§ **The problem**
From the essay on loneliness, reproduce word for word the passage between "When you have" and "chamber in hell.", inclusive.

§ **Source passage**
___
Now I understand why I wanted to have a friend to whom I could talk to. A fake one for that matter. It was because I was lonely. I felt It within me, this sensation of loneliness. It is when I was alone that I actually realized that never in life have I really known where to go. I have been following the trend, all those around me. I Never really sat down on my own to ask myself what is it that I could do? where is it that I could go? Loneliness test whether or not you have an identity of your own. I failed the test. All what I have done, all what I have been in the past was to fit in. The crowd was my food, their approval was my water , like a vampire feeding on blood, I lived to please the crowd.

When you have been feeding on people, when they have been your drug, their absence brings a great reality: YOU LOST YOURSELF ALONG THE WAY. It is really painful for a man not to know who he is. When he is left alone he will certainly not know where to go, another pain. Have no doubt about this: Solitude is a chamber in hell.

What is worse? Been alone, knowing where to go? Or been surrounded not knowing where to go?

Something that I have realized is that when I am surrounded it looks like I always know where to go because I will talk and listen to a bunch of people and share their ideas. Unconsciously. I am certainly going to move in the same direction they are moving. We tend to imagine that the final line of everything is the group, so we follow it . BUT HAVE I EVER BEEN WITH MYSELF? NO BOOK, NO PHONE, NOBODY, BUT ME.

NO. I have never been alone, and after realizing that I became more afraid of solitude. Another fact is that not been up to date with the group is another pain. For example not having the brand new iPhone like every friend is painful, or not been popular enough like most friend is painful. Even when we don’t want, we force ourself to be up to date. The most painful of all is having my own ideas.

We generally lie until lies are not bearable any more. It reaches a point where you only have two options: Transform the lie into a truth or face the lie, suffering the consequences of facing it. Sometimes been alone is a good way to test the level of truth within us. It drive us crazy when we’ve been fakers for too long.
___
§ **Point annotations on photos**
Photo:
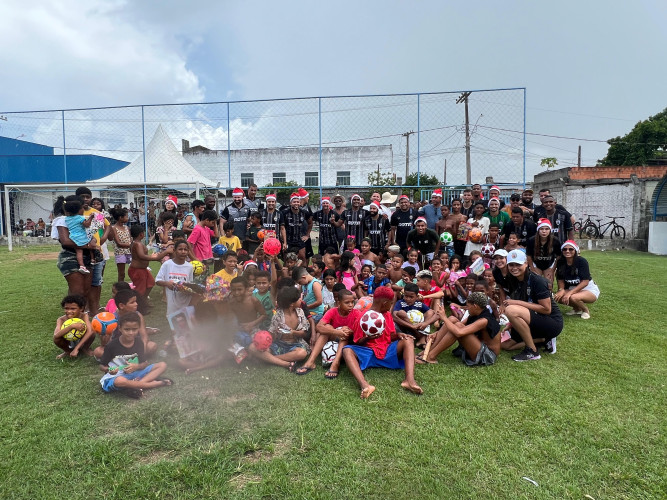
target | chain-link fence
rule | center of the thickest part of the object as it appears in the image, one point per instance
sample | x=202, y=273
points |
x=327, y=144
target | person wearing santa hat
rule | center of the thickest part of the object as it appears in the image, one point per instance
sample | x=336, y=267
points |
x=327, y=220
x=354, y=220
x=377, y=228
x=432, y=210
x=543, y=251
x=271, y=216
x=402, y=222
x=576, y=287
x=294, y=228
x=236, y=212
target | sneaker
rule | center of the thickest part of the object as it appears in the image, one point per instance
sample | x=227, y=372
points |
x=527, y=355
x=550, y=347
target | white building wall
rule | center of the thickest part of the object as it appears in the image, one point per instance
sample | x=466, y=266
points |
x=294, y=162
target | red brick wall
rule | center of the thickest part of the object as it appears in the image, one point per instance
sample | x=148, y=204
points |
x=593, y=173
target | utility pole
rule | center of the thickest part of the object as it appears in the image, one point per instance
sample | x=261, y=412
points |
x=407, y=154
x=463, y=98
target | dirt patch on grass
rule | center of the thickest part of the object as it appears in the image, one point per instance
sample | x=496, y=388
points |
x=237, y=398
x=242, y=480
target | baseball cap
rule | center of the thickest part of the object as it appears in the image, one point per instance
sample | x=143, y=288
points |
x=516, y=257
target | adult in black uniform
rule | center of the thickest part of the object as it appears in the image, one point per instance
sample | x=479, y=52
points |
x=533, y=313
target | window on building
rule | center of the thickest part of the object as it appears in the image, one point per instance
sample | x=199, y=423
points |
x=247, y=179
x=279, y=178
x=312, y=179
x=343, y=178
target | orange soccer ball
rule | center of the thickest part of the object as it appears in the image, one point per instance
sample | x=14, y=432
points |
x=475, y=235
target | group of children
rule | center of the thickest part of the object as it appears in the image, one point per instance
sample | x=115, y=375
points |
x=279, y=312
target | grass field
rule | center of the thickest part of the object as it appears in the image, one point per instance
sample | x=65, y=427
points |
x=589, y=420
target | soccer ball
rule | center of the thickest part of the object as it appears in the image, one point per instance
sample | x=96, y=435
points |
x=73, y=335
x=364, y=303
x=446, y=238
x=262, y=340
x=219, y=250
x=197, y=267
x=272, y=246
x=329, y=352
x=415, y=316
x=372, y=324
x=488, y=250
x=475, y=235
x=104, y=323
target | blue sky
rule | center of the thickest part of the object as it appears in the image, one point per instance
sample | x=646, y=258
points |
x=592, y=69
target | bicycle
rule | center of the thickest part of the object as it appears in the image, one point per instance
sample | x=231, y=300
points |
x=592, y=230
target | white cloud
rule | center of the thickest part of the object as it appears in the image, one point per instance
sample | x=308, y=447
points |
x=76, y=53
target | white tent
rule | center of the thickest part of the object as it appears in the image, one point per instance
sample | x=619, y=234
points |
x=164, y=166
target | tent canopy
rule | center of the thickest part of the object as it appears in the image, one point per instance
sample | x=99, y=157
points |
x=164, y=166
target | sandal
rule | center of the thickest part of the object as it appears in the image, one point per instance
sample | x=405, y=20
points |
x=304, y=370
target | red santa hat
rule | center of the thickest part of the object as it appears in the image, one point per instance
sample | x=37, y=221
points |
x=545, y=223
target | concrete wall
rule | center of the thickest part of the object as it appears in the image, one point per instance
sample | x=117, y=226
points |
x=294, y=162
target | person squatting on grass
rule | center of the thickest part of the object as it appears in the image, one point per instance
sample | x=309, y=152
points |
x=390, y=349
x=124, y=361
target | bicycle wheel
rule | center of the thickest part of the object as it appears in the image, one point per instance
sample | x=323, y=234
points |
x=589, y=231
x=617, y=233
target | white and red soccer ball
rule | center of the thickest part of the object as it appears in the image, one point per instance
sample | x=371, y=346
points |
x=488, y=250
x=372, y=324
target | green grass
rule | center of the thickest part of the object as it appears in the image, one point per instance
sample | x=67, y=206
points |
x=588, y=421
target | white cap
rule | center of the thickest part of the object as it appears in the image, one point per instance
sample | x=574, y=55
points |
x=516, y=257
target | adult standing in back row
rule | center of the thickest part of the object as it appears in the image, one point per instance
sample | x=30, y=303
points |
x=402, y=222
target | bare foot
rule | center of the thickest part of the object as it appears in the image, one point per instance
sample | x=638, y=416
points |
x=412, y=387
x=367, y=391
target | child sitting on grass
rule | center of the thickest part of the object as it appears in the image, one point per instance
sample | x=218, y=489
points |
x=139, y=272
x=335, y=326
x=478, y=337
x=388, y=350
x=124, y=361
x=126, y=301
x=73, y=307
x=401, y=314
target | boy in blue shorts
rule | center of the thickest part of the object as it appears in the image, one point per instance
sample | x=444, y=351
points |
x=409, y=303
x=124, y=363
x=391, y=349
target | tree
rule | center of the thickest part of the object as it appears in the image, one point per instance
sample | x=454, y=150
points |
x=646, y=141
x=549, y=162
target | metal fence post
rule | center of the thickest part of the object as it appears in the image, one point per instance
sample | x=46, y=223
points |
x=64, y=147
x=319, y=116
x=143, y=147
x=229, y=154
x=418, y=137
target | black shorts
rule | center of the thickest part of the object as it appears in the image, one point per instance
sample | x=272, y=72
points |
x=541, y=327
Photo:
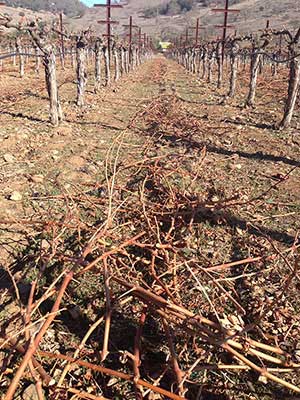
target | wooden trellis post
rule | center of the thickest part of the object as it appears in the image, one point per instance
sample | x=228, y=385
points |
x=109, y=5
x=225, y=25
x=130, y=36
x=62, y=40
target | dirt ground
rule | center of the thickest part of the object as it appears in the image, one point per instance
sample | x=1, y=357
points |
x=238, y=175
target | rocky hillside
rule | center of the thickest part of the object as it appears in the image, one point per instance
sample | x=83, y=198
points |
x=163, y=19
x=69, y=7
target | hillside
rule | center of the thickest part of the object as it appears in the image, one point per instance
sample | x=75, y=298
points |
x=69, y=7
x=163, y=19
x=166, y=18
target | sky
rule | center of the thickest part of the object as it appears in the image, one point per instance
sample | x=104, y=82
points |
___
§ **Completed task**
When you have been feeding on people, when they have been your drug, their absence brings a great reality: YOU LOST YOURSELF ALONG THE WAY. It is really painful for a man not to know who he is. When he is left alone he will certainly not know where to go, another pain. Have no doubt about this: Solitude is a chamber in hell.